> Aim
Scale the listing, starting at its first line and ending at the line containing "[272,492,1200,529]", both included. Reproduce every line with the requests unchanged, but multiply each bounding-box coordinate in the answers by 1.15 and round it to a whole number, with halves rounding up. Omit the pictures.

# Start of Material to process

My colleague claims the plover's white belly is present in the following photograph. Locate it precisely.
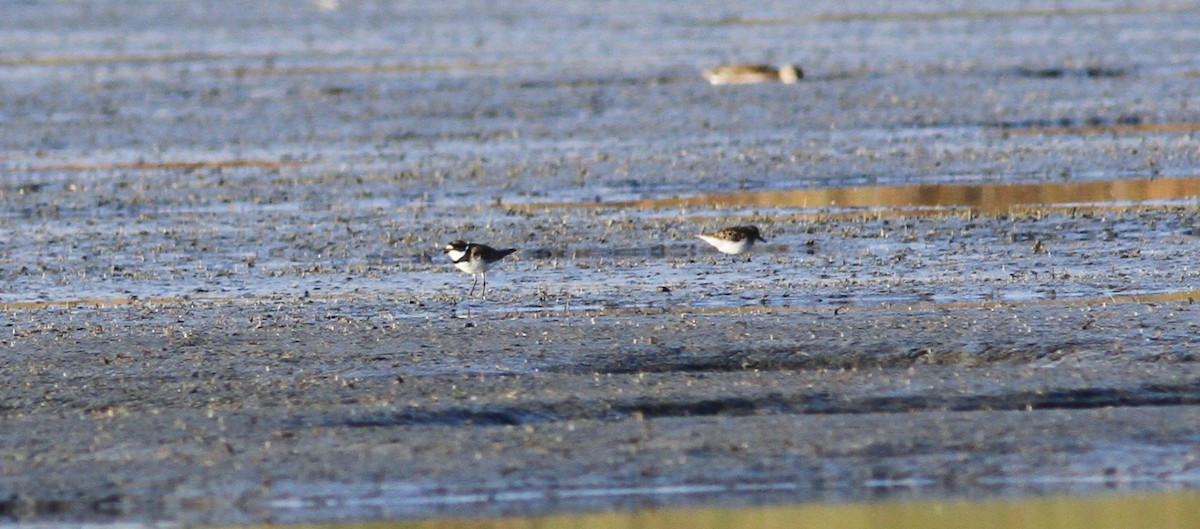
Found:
[451,259,487,273]
[697,235,754,256]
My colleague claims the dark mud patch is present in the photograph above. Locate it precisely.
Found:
[288,383,1200,428]
[1014,66,1129,79]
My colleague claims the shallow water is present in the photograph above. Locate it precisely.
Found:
[0,0,1200,524]
[265,492,1200,529]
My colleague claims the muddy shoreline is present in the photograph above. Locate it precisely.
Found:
[0,0,1200,527]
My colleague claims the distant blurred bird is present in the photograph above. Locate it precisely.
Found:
[702,65,804,84]
[696,226,767,262]
[442,239,517,296]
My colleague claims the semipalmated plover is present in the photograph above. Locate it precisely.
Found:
[442,239,517,296]
[702,65,804,84]
[696,226,767,260]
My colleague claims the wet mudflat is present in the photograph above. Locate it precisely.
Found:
[0,1,1200,525]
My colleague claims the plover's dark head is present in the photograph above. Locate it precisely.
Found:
[779,65,804,84]
[745,226,767,242]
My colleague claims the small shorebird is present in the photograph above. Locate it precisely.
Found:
[702,65,804,84]
[696,226,767,260]
[442,239,517,296]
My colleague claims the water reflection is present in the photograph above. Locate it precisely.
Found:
[576,178,1200,214]
[272,492,1200,529]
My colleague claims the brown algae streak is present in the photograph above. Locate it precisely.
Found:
[527,178,1200,215]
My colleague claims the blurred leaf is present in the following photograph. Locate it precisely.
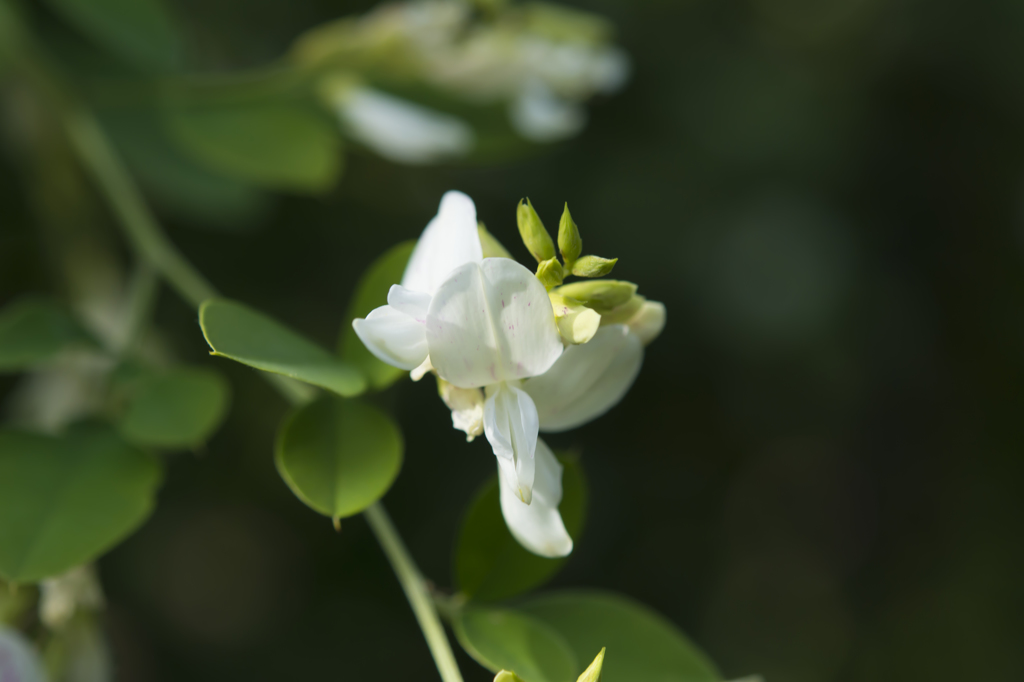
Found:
[118,368,230,447]
[0,298,90,372]
[199,299,367,396]
[166,101,341,193]
[453,606,589,682]
[0,424,163,583]
[103,112,273,227]
[455,459,587,601]
[520,590,722,682]
[338,241,416,390]
[275,396,404,518]
[40,0,181,71]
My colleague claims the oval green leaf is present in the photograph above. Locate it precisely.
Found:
[275,396,404,519]
[0,425,163,583]
[455,458,587,601]
[40,0,181,71]
[199,299,367,396]
[453,606,589,682]
[520,590,722,682]
[338,241,416,390]
[166,100,341,193]
[118,368,230,449]
[0,298,90,372]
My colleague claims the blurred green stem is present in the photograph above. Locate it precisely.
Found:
[364,503,462,682]
[36,49,462,682]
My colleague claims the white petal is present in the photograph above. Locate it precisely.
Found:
[522,325,643,431]
[401,191,483,294]
[336,87,473,164]
[352,305,427,370]
[427,258,562,388]
[498,440,572,557]
[387,285,430,323]
[483,384,541,504]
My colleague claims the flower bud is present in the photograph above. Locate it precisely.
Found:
[548,293,601,344]
[572,256,618,278]
[555,280,637,313]
[476,222,512,258]
[515,199,555,262]
[577,646,604,682]
[629,301,665,346]
[537,258,565,291]
[558,204,583,270]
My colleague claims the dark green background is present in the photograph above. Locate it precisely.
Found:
[0,0,1024,682]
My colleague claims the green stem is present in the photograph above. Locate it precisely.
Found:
[362,503,462,682]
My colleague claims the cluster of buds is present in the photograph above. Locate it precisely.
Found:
[352,191,665,557]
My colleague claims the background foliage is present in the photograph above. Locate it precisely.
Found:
[0,0,1024,682]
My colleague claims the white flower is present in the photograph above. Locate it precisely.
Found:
[335,87,473,164]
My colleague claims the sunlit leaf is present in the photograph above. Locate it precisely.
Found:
[453,606,582,682]
[40,0,181,71]
[118,368,230,447]
[519,590,722,682]
[199,299,367,396]
[166,100,341,193]
[0,298,89,372]
[338,241,416,390]
[276,396,404,518]
[0,425,163,583]
[455,459,587,600]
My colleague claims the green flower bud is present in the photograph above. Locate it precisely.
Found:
[476,222,512,258]
[558,204,583,270]
[572,256,618,278]
[495,670,522,682]
[555,280,637,313]
[515,199,555,262]
[577,646,605,682]
[601,294,647,327]
[537,258,565,291]
[548,293,601,344]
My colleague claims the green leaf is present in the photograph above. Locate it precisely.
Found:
[166,100,341,193]
[275,396,403,519]
[118,368,230,447]
[40,0,181,71]
[0,424,163,583]
[338,241,416,390]
[199,299,367,396]
[0,298,90,372]
[455,459,587,601]
[520,590,722,682]
[452,606,577,682]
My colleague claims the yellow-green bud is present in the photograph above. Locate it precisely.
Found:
[601,294,647,327]
[476,222,512,258]
[548,293,601,344]
[537,258,565,291]
[577,646,604,682]
[572,256,618,278]
[558,204,583,270]
[555,280,637,313]
[515,199,555,262]
[495,670,522,682]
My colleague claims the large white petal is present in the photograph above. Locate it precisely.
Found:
[522,325,643,431]
[401,191,483,294]
[483,384,541,504]
[427,258,562,388]
[352,305,427,370]
[498,440,572,557]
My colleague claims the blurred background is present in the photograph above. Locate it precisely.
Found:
[0,0,1024,682]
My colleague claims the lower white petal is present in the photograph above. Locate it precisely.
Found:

# End of Material to process

> The completed task
My colleague claims the plover's white belly is present in the following photograph. Locate it precisely.
Found:
[519,298,560,314]
[802,270,867,294]
My colleague claims the dark mud patch is present in the photograph above. Locate it precisely.
Found:
[331,440,1380,492]
[1166,76,1298,91]
My colleague claims the shallow water is present in the photograph above. Locate it precisely.
Found:
[0,0,1380,603]
[305,566,1380,608]
My colleague claims the muddy shoreline is present in the photograph above. Locate it precisely.
Found:
[0,0,1380,606]
My colleague claims the distant blurred bird is present in the photograph above. Locate it precisely.
Found:
[807,75,925,97]
[800,260,882,301]
[508,275,595,340]
My colleague claims the semipalmated plover is present in the photograph above. Locate it precisely.
Found:
[508,275,595,340]
[807,75,925,97]
[800,260,882,299]
My colleague claims the wet mudflat is present in the photograph above. Locate it precisely.
Found:
[0,1,1380,604]
My colleague claims the plover's dark head is present in the photograph above. Locate it precisely.
Found:
[896,75,925,97]
[857,260,882,278]
My colleague claims the small shorebird is present in the photograph above. Locate it precisely.
Found:
[807,75,925,97]
[800,260,882,299]
[508,275,595,340]
My colleague claims the water reflection is present in the photograph above. Locate it precisely.
Found:
[662,205,1380,246]
[313,566,1380,608]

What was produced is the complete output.